Please put the records below into a numbered list, leaving out any blank lines.

Data for this exercise =>
* * *

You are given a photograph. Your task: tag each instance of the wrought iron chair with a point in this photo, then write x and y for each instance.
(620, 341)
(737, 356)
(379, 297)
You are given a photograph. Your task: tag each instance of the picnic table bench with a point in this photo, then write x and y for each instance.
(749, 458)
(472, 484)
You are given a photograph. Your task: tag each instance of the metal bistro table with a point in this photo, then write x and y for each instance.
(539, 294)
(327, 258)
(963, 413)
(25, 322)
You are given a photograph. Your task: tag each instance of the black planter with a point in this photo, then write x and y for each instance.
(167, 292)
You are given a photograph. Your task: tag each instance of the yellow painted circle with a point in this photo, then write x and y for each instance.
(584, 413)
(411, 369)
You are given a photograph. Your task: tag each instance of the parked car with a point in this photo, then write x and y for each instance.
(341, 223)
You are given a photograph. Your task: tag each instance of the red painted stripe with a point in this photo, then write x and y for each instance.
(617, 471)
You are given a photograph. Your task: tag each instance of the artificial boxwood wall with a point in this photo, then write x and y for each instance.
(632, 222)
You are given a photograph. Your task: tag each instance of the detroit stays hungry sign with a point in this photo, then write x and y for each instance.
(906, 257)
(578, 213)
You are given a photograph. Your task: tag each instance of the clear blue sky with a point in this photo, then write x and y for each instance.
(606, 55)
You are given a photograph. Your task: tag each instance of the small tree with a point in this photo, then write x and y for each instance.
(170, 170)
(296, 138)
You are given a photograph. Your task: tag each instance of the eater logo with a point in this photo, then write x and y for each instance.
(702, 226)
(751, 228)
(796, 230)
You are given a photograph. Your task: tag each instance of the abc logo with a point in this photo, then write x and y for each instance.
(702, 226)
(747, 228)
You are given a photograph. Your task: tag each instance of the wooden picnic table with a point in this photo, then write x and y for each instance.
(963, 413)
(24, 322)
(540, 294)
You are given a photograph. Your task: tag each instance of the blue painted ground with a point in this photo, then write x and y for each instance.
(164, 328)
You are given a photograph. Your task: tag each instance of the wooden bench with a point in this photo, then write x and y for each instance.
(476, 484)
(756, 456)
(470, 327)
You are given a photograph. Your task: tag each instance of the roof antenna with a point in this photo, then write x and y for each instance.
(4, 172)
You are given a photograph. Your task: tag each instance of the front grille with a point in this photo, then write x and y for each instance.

* * *

The reply =>
1. You are given a photograph. Your task: tag each instance of the wrought iron chair with a point in this photo, then write x and y for each instance.
2. (620, 341)
3. (737, 356)
4. (379, 297)
5. You are given a photograph. Your task: tag each instance of the picnic table bench with a point in this photo, then write x and y for each instance.
6. (749, 458)
7. (472, 484)
8. You are given a photograph. Your task: tag each instance of the metal bistro table with a point in this photo, then write x and y for each instance.
9. (539, 294)
10. (327, 258)
11. (963, 413)
12. (25, 322)
13. You are given a photograph. Your task: tag each instance of the black planter with a point in this photo, then write x and y for each instance.
14. (167, 292)
15. You are given a photograph. Your task: tag each instance of the yellow painted circle with a point in this photo, then write x and y for each instance.
16. (584, 413)
17. (411, 369)
18. You are given a photograph. Your task: tag each instance of the parked car with a point in this photo, then write x and y for each instance.
19. (341, 223)
20. You are given a photograph. Your task: tag each instance of the red painted stripe with a point in this photo, then write x and y for each instance.
21. (617, 471)
22. You are given a photograph. Your task: tag each instance of the artificial boxwood wall with a point in this photo, then write x and y for each instance.
23. (632, 222)
24. You are given a photograph. Your task: tag each instance of the detroit stays hungry sign with a point in this photo, then write x and y for each instance.
25. (906, 257)
26. (578, 213)
27. You are given a photograph. Your task: tag each instance of the clear blue sky with a point in this photo, then write x and y for each instance.
28. (606, 55)
29. You are given a photograph. Your task: tag each instance of the small tree with a point in this photo, then write x and y for each instance.
30. (170, 170)
31. (296, 138)
32. You are given a photograph. Your task: tag each instance of the eater logo with a point in this photo, then write x and y for each instance.
33. (702, 226)
34. (751, 228)
35. (796, 230)
36. You are given a photograph. Your task: tag each instance of the abc logo with a point in this photo, then write x and y for each instance.
37. (702, 226)
38. (747, 228)
39. You are given a photograph. Your task: tag each instance of the wooden picnic table with a point in this photo, then write x and y for each instance.
40. (963, 413)
41. (24, 322)
42. (540, 294)
43. You are given a photograph. Your task: tag each instance of the blue painted ground with a point in this photo, then write x and y for each instance.
44. (164, 328)
45. You are given a photograph. Your task: tag each instance of the wooden bench with a point in this photo, then write x and y for each instance.
46. (476, 484)
47. (756, 456)
48. (470, 327)
49. You are given a photograph. Your task: tag each instance of the roof antenna with a point in this photo, then write x and y for each instance.
50. (4, 172)
51. You are given a photograph. Your task: tag each instance of the front grille with a point in this photo, then write x and y for each instance.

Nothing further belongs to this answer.